(TRY IT) Set down the entries again word for word, without any of the images.

Content starts

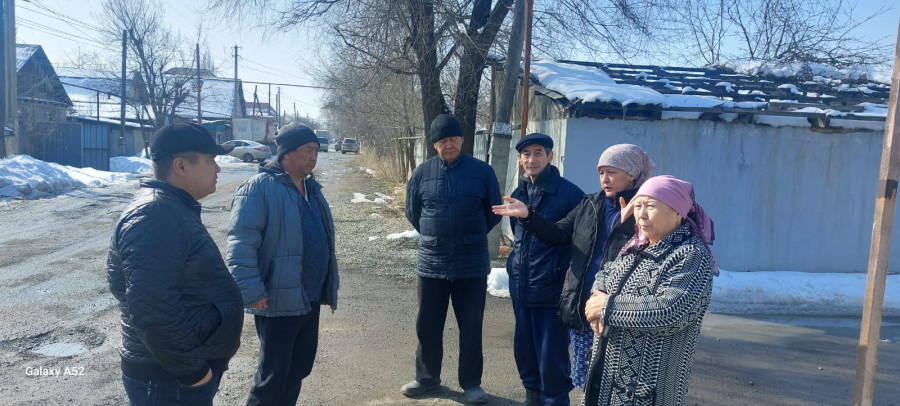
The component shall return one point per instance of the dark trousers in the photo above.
(468, 298)
(170, 392)
(287, 351)
(541, 349)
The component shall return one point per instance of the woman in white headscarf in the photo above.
(596, 234)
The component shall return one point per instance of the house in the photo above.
(260, 109)
(43, 104)
(96, 97)
(784, 161)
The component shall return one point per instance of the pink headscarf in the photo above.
(679, 195)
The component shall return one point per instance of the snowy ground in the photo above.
(769, 293)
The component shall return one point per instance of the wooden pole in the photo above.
(526, 76)
(885, 202)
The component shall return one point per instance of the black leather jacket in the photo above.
(580, 228)
(181, 310)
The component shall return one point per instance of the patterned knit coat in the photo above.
(653, 319)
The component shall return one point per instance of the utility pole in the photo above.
(237, 97)
(199, 85)
(8, 97)
(501, 139)
(880, 250)
(122, 95)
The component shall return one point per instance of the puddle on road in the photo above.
(61, 349)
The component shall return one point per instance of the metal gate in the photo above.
(95, 151)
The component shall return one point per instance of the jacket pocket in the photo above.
(226, 337)
(571, 312)
(633, 392)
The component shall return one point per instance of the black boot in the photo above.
(532, 398)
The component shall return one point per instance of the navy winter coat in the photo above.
(180, 307)
(537, 270)
(265, 242)
(450, 206)
(579, 228)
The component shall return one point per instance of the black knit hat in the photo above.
(293, 136)
(535, 138)
(445, 126)
(184, 137)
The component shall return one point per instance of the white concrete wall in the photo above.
(782, 198)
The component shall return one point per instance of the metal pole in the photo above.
(199, 85)
(122, 94)
(885, 202)
(526, 76)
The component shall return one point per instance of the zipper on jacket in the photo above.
(587, 265)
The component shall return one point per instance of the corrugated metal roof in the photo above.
(24, 53)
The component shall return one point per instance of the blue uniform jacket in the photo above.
(537, 270)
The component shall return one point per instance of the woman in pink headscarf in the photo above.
(648, 304)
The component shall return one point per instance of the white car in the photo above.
(249, 151)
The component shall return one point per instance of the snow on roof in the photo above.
(217, 99)
(24, 53)
(686, 91)
(821, 72)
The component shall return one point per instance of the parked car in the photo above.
(323, 144)
(249, 151)
(349, 145)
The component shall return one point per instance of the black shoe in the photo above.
(415, 388)
(532, 398)
(476, 395)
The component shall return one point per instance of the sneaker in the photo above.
(415, 388)
(476, 395)
(532, 398)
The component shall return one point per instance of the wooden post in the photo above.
(885, 202)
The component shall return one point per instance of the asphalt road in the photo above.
(57, 314)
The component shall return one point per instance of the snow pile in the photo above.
(405, 234)
(23, 177)
(361, 198)
(798, 293)
(776, 293)
(227, 159)
(498, 282)
(130, 164)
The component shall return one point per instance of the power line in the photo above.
(58, 33)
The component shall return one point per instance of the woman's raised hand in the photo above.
(512, 208)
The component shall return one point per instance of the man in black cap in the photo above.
(181, 310)
(448, 201)
(281, 252)
(536, 274)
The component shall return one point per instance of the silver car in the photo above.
(249, 151)
(349, 145)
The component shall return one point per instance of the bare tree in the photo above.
(811, 31)
(153, 49)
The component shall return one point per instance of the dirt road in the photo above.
(61, 326)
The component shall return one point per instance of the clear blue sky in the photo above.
(281, 59)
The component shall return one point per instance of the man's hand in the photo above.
(261, 305)
(513, 208)
(205, 378)
(593, 310)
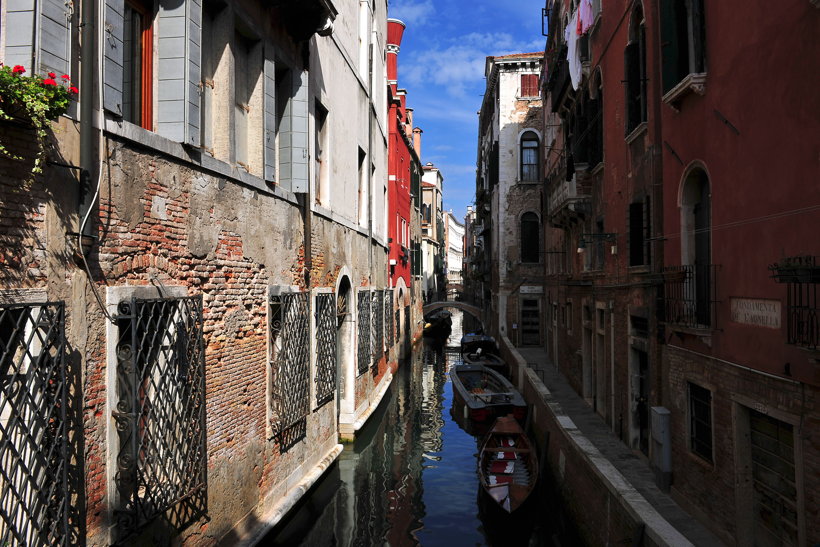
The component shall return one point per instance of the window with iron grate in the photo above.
(160, 413)
(33, 425)
(700, 421)
(325, 348)
(290, 359)
(364, 342)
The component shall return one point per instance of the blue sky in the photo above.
(441, 65)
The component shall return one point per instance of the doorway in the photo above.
(530, 322)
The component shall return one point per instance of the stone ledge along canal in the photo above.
(410, 478)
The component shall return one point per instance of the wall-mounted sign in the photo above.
(531, 289)
(759, 313)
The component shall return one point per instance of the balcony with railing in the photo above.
(690, 296)
(568, 193)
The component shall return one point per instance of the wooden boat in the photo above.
(508, 464)
(485, 393)
(488, 360)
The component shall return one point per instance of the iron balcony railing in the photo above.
(690, 295)
(34, 490)
(568, 193)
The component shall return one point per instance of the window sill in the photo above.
(194, 156)
(637, 132)
(693, 83)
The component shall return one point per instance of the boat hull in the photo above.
(508, 465)
(485, 393)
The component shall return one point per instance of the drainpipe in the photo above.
(87, 67)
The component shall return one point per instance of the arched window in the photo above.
(635, 69)
(696, 244)
(530, 238)
(529, 156)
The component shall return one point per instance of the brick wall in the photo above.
(708, 489)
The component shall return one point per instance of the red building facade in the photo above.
(403, 165)
(683, 206)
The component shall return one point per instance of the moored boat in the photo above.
(485, 393)
(508, 464)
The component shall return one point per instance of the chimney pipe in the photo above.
(417, 140)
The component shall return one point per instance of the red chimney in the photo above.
(395, 31)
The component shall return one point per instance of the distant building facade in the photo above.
(432, 230)
(675, 307)
(509, 194)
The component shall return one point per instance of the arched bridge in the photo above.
(469, 308)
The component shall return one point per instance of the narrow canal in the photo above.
(410, 477)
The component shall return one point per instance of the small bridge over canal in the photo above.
(469, 308)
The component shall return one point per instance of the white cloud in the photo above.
(459, 66)
(412, 12)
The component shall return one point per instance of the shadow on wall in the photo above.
(24, 202)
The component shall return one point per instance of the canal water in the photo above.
(410, 477)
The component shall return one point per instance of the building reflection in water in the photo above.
(410, 476)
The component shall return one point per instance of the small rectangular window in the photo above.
(529, 85)
(700, 421)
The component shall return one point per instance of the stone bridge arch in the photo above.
(469, 308)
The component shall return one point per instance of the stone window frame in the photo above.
(535, 167)
(675, 14)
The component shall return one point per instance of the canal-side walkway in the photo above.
(636, 471)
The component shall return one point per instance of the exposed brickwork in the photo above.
(710, 487)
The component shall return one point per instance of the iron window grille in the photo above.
(388, 317)
(690, 295)
(378, 325)
(160, 414)
(364, 341)
(290, 360)
(802, 322)
(34, 491)
(325, 347)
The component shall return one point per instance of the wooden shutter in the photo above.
(180, 29)
(529, 85)
(19, 34)
(113, 52)
(269, 119)
(54, 49)
(299, 133)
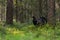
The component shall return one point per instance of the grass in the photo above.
(29, 32)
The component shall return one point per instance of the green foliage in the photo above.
(29, 32)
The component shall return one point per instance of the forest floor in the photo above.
(29, 32)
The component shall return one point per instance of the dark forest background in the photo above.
(16, 19)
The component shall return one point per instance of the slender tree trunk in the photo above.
(51, 12)
(9, 12)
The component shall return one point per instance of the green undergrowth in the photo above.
(26, 31)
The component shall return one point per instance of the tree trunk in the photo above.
(9, 13)
(51, 12)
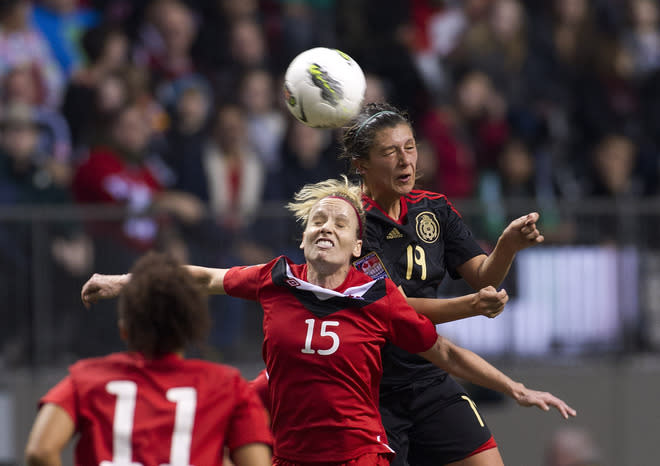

Content ends

(RESULT)
The component shall return one point per instance of the dark trousers in the photo above.
(468, 298)
(170, 392)
(287, 351)
(541, 349)
The component shall return one point per instance of the woman in white headscarf in the photo above.
(596, 234)
The component shall return one point per instance of the house in the photo above.
(260, 109)
(43, 104)
(96, 97)
(784, 161)
The component shall return one point per instance of the pink headscarf in the photo above.
(679, 195)
The component shall return one point per instance of the snowy ground in the photo above.
(769, 293)
The component shall return one point per instance of the wooden pole in the photo above.
(526, 76)
(885, 202)
The component shall return one point per instance of the black leather jacket in the photo above.
(580, 228)
(181, 310)
The component shall return one point per instance of the patterned knit coat in the photo above.
(653, 319)
The component shall return one point per instance of the utility pole in the photo above.
(237, 97)
(199, 85)
(8, 97)
(501, 139)
(880, 250)
(122, 95)
The component shall return one point per instance of the puddle on road in the photo above.
(61, 349)
The component shall return one point per instance of the metal gate in the photo above.
(95, 151)
The component shall return one point per instance of the jacket pocket in the photo above.
(226, 337)
(571, 312)
(633, 392)
The component shall return one point per instance of the black boot in the photo above.
(532, 398)
The component shall return one point per instance of the navy winter coat in the photo above.
(180, 307)
(537, 270)
(265, 242)
(450, 206)
(579, 228)
The component shall return one point per instance of the black knit hat in the photo above.
(293, 136)
(535, 138)
(445, 126)
(184, 137)
The component shall return one point per instance of the white concrete wall in the photo above.
(782, 198)
The component shall return one point per instance of the metal pole in the photo above.
(199, 85)
(122, 94)
(885, 202)
(526, 76)
The component shall return one point per instance of the zipper on jacket in the photo above.
(587, 265)
The component shall return one point per instance of the corrugated metal roof in the photo above.
(24, 53)
The component shall return one point per instance of the blue uniform jacket in the photo above.
(537, 270)
The component shall return one point per instance of the woman in pink headscarf in the photo above.
(648, 304)
The component shall return one point per instance of the white car in the photo above.
(249, 151)
The component shall return one point per instance of the snow on roof in the photo above.
(217, 99)
(24, 53)
(686, 91)
(821, 72)
The component shall return one point per instance of the parked car in the photo above.
(323, 144)
(249, 151)
(349, 145)
The component shall return one point per instance of the black shoe in the photo above.
(415, 388)
(532, 398)
(476, 395)
The component shall return one point per instance of the sneaker in the photo above.
(415, 388)
(476, 395)
(532, 398)
The component shall return one point per instance of the wooden post in the photo above.
(885, 202)
The component shall return one point per instance of the asphalt road in the photo above.
(57, 314)
The component shall return one point per instance of the snow pile in the photo above.
(405, 234)
(23, 177)
(361, 198)
(798, 293)
(776, 293)
(227, 159)
(498, 282)
(130, 164)
The component shall return one point per instance of the power line in the photo above.
(58, 33)
The component shall return one point per instance of the woman's raised hand in the photo above.
(512, 208)
The component shall return one point per instance of the man in black cap in the photo above.
(181, 310)
(448, 201)
(281, 252)
(536, 274)
The component shall return one point per instance of the silver car in the photo above.
(249, 151)
(349, 145)
The component shall return one point per instance of the bare tree in the photo above.
(811, 31)
(153, 49)
The component shall return one point per instance of the dirt road in the photo above.
(61, 326)
The component shall return one point per instance of the clear blue sky in the photo above.
(281, 59)
The component shall return one point per instance of the man's hand in the photo above.
(261, 305)
(513, 208)
(205, 378)
(593, 310)
The component shall return one point per instance of the window with iron grate in the photo above.
(160, 413)
(33, 425)
(700, 421)
(325, 348)
(290, 359)
(364, 342)
The component shall return one point per instance of the blue sky in the photo above.
(441, 65)
The component shall return one point per instance of the doorway in the photo above.
(530, 322)
The component shall return one point per instance of the stone ledge along canal in the photo above.
(410, 478)
The component shall return one point per instance of the wall-mounted sign in the photo above.
(531, 289)
(759, 313)
The component shall return one point per instance of the balcony with railing in the photo above.
(690, 296)
(568, 193)
The component shall return one point per instance of the wooden boat in the photo above.
(508, 464)
(485, 393)
(488, 360)
The component shall return one point per instance of the iron balcony railing in the photo above.
(690, 295)
(34, 490)
(568, 193)
The component shall return one point per instance of the window sill in the photo above.
(194, 156)
(637, 132)
(693, 83)
The component shall return one point per instance of the boat hull in the photo above.
(508, 465)
(485, 393)
The component shall return one point per instance of the drainpipe in the photo above.
(87, 67)
The component shall return one point per instance of the arched window in the photo above.
(635, 69)
(696, 244)
(530, 238)
(529, 156)
The component shall return one point per instance of the brick wall in the photo above.
(708, 489)
The component shall return one point per instance of the red building facade in the photo above.
(403, 165)
(683, 206)
The component shall return one point per instance of the moored boat in the photo above.
(485, 393)
(508, 464)
The component shall return one point per instance of the chimney pipe in the photo above.
(417, 140)
The component shall return one point per instance of the red chimney in the photo above.
(395, 31)
The component shall return one point per instance of the distant building facade in the photo above.
(432, 230)
(675, 307)
(509, 194)
The component shall return one point per instance of the arched bridge in the photo above.
(469, 308)
The component shall return one point per instance of the narrow canal in the photo above.
(410, 477)
The component shall return one point per instance of the small bridge over canal in the photo above.
(469, 308)
The component shall return one point per instance of the white cloud in the photo above.
(459, 66)
(412, 12)
The component shall return one point per instance of the shadow on wall in the photo above.
(24, 202)
The component shall return one point per instance of the canal water in the photo above.
(410, 477)
The component shall return one point per instance of the building reflection in water in the photo above.
(410, 476)
The component shall return one point per instance of the small rectangular window in the photo above.
(529, 85)
(700, 421)
The component shall return one point per instance of the stone bridge arch in the photo above.
(469, 308)
The component shall return one point per instance of the stone window frame in the photo above.
(535, 167)
(675, 14)
The component shall return one point per instance of the canal-side walkway in the photo above.
(636, 471)
The component shall return one point per instance of the exposed brickwork in the photo above.
(710, 487)
The component shall return one point per instance of the iron window grille in the photo above.
(388, 317)
(690, 295)
(378, 325)
(160, 414)
(364, 341)
(290, 360)
(802, 322)
(34, 491)
(325, 347)
The component shall return one point per instance of the wooden shutter in the photo above.
(180, 29)
(529, 85)
(19, 34)
(113, 52)
(269, 119)
(54, 49)
(299, 133)
The component shall return one point per instance of the grass in the photo above.
(29, 32)
The component shall return one point per instance of the green foliage in the photo above.
(29, 32)
The component shall return one point per instance of the forest floor in the photo above.
(29, 32)
The component shall return one point per instance of the dark forest background in the photo above.
(16, 19)
The component shall return one point per instance of the slender tree trunk in the photo above.
(51, 12)
(9, 12)
The component shall return one point per instance of the green undergrowth in the photo above.
(26, 31)
The component shall return one point per instance of the tree trunk in the photo above.
(9, 13)
(51, 12)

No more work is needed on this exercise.